## [Work request]
Write out the full listing exactly.

## [Extracted entries]
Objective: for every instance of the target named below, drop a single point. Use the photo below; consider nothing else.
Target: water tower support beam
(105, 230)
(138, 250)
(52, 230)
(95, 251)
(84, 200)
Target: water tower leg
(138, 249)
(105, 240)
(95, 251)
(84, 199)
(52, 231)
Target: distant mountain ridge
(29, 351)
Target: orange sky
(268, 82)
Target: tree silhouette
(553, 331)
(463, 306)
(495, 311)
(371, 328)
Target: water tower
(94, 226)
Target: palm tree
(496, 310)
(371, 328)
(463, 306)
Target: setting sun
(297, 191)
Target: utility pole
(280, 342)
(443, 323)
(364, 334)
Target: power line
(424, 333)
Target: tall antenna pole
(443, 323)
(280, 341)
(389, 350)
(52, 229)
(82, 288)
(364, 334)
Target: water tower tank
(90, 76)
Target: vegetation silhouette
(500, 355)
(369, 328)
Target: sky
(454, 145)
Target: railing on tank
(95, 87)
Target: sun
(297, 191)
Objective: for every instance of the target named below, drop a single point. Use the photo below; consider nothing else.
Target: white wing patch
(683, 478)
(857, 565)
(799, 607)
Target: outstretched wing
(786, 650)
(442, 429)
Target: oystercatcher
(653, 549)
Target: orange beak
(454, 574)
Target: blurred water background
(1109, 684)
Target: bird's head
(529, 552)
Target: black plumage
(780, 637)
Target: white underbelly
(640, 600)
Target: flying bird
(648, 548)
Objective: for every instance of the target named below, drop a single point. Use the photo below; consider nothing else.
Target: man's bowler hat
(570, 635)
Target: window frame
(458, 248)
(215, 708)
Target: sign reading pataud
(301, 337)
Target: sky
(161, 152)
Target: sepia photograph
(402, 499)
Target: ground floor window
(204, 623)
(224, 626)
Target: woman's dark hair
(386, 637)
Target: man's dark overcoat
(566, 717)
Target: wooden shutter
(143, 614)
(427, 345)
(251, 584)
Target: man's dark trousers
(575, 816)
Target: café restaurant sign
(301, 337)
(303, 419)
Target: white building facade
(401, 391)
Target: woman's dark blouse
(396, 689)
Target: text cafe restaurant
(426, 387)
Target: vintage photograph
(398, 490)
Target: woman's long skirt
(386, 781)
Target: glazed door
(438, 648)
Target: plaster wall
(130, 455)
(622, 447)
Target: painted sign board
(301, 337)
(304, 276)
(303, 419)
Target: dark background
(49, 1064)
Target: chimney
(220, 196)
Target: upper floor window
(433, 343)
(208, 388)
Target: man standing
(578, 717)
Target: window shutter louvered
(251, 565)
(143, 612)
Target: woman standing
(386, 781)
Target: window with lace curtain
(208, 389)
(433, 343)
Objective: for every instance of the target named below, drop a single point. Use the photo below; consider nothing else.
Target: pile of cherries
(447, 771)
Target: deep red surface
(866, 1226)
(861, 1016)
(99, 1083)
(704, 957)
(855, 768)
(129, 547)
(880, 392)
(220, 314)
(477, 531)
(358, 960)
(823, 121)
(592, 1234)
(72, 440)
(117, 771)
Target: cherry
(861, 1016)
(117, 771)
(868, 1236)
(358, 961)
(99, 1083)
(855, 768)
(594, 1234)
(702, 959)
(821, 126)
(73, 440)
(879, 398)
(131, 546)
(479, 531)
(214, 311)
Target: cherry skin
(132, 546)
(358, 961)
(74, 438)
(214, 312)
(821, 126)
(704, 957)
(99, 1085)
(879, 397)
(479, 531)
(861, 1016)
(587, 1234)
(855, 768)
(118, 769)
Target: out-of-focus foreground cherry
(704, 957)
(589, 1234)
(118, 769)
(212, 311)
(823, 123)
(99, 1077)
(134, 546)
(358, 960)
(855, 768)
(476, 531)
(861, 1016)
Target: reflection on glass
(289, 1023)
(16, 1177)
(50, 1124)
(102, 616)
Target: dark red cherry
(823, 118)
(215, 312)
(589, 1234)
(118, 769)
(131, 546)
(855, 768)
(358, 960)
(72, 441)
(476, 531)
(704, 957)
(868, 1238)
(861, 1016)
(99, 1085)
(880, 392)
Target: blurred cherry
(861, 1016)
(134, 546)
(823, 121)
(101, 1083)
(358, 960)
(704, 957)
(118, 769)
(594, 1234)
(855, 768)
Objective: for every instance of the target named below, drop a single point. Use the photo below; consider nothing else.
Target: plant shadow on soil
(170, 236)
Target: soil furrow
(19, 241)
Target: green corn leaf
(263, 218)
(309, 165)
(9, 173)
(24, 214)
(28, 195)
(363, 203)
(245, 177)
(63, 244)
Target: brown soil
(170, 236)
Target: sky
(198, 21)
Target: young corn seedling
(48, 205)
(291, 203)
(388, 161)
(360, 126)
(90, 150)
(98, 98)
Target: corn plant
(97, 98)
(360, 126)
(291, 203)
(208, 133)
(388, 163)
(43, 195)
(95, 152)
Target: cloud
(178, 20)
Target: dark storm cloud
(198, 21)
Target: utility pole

## [Output for this task]
Objective: for every instance of the target named below, drop a single point. Use the photo below; consider nothing else.
Target: water tower support beam
(105, 230)
(138, 250)
(52, 230)
(95, 251)
(84, 200)
Target: water tower leg
(138, 249)
(105, 240)
(95, 251)
(84, 199)
(52, 231)
Target: distant mountain ridge
(29, 351)
Target: orange sky
(268, 82)
Target: tree silhouette
(553, 331)
(463, 306)
(495, 311)
(371, 328)
Target: water tower
(94, 226)
Target: palm tree
(496, 310)
(371, 328)
(463, 306)
Target: setting sun
(297, 191)
Target: utility pole
(280, 342)
(443, 323)
(364, 334)
Target: power line
(424, 333)
Target: tall antenna pole
(443, 323)
(280, 341)
(389, 350)
(52, 229)
(82, 288)
(364, 334)
Target: water tower tank
(90, 76)
Target: vegetation silhouette
(500, 355)
(369, 328)
Target: sky
(454, 145)
Target: railing on tank
(95, 87)
Target: sun
(297, 191)
Objective: for every instance of the target named below, drop a single point. Use the photo below; consider nothing else.
Target: white wing patch
(683, 478)
(857, 565)
(799, 607)
Target: outstretched wing
(786, 650)
(442, 429)
Target: oystercatcher
(653, 549)
Target: orange beak
(454, 574)
Target: blurred water background
(1109, 684)
Target: bird's head
(529, 552)
Target: black plumage
(780, 637)
Target: white underbelly
(640, 600)
Target: flying bird
(648, 548)
Objective: for every instance of the target named below, drop a single point. Use the photo below; consider nothing else.
Target: man's bowler hat
(570, 635)
Target: window frame
(458, 248)
(215, 708)
Target: sign reading pataud
(301, 337)
Target: sky
(161, 152)
Target: sepia photograph
(402, 499)
Target: ground floor window
(204, 623)
(224, 626)
Target: woman's dark hair
(386, 637)
Target: man's dark overcoat
(566, 717)
Target: wooden shutter
(143, 614)
(427, 345)
(251, 584)
Target: man's dark trousers
(575, 816)
Target: café restaurant sign
(301, 337)
(303, 419)
Target: white building facade
(401, 391)
Target: woman's dark blouse
(396, 689)
Target: text cafe restaurant
(426, 387)
Target: vintage photograph
(398, 490)
Target: woman's long skirt
(386, 781)
Target: glazed door
(438, 648)
Target: plaster wall
(130, 455)
(622, 447)
Target: painted sign board
(301, 337)
(304, 276)
(303, 419)
Target: dark background
(49, 1064)
Target: chimney
(220, 196)
Target: upper floor window
(433, 343)
(208, 388)
Target: man standing
(578, 717)
Target: window shutter louvered
(251, 565)
(143, 612)
Target: woman standing
(386, 781)
Target: window with lace curtain
(208, 389)
(433, 343)
Objective: for every instance of the target named below, drop a single point. Use the photo below; consider nothing else.
Target: pile of cherries
(447, 771)
Target: deep red surface
(866, 1226)
(861, 1016)
(99, 1083)
(704, 957)
(855, 768)
(129, 547)
(880, 392)
(220, 314)
(477, 531)
(358, 960)
(823, 121)
(592, 1234)
(72, 440)
(117, 771)
Target: cherry
(861, 1016)
(117, 771)
(868, 1236)
(358, 961)
(99, 1083)
(855, 768)
(594, 1234)
(702, 959)
(821, 126)
(73, 440)
(879, 398)
(131, 546)
(479, 531)
(214, 311)
Target: cherry skin
(132, 546)
(358, 961)
(74, 438)
(214, 312)
(821, 126)
(704, 957)
(99, 1085)
(879, 397)
(479, 531)
(861, 1016)
(587, 1234)
(855, 768)
(118, 769)
Target: out-of-focus foreground cherry
(704, 957)
(589, 1234)
(118, 769)
(212, 311)
(823, 123)
(99, 1077)
(134, 546)
(358, 960)
(855, 768)
(476, 531)
(861, 1016)
Target: reflection on glass
(289, 1023)
(16, 1177)
(50, 1124)
(102, 616)
Target: dark red cherry
(823, 118)
(215, 312)
(589, 1234)
(118, 769)
(131, 546)
(855, 768)
(358, 960)
(72, 441)
(476, 531)
(704, 957)
(868, 1238)
(861, 1016)
(99, 1085)
(880, 392)
Target: blurred cherry
(861, 1016)
(134, 546)
(823, 121)
(101, 1083)
(358, 960)
(704, 957)
(118, 769)
(594, 1234)
(855, 768)
Objective: for every instance of the target named below, drop a single point. Use the photo below; consider nothing else.
Target: plant shadow on soil
(170, 236)
Target: soil furrow
(19, 241)
Target: green corn leaf
(263, 218)
(309, 165)
(9, 173)
(24, 214)
(28, 195)
(363, 203)
(245, 177)
(63, 244)
Target: brown soil
(170, 236)
Target: sky
(198, 21)
Target: young corn seedling
(48, 205)
(291, 203)
(388, 161)
(360, 126)
(90, 150)
(98, 98)
Target: corn plant
(97, 98)
(360, 126)
(291, 203)
(208, 133)
(388, 163)
(43, 195)
(95, 152)
Target: cloud
(178, 20)
Target: dark storm cloud
(198, 21)
Target: utility pole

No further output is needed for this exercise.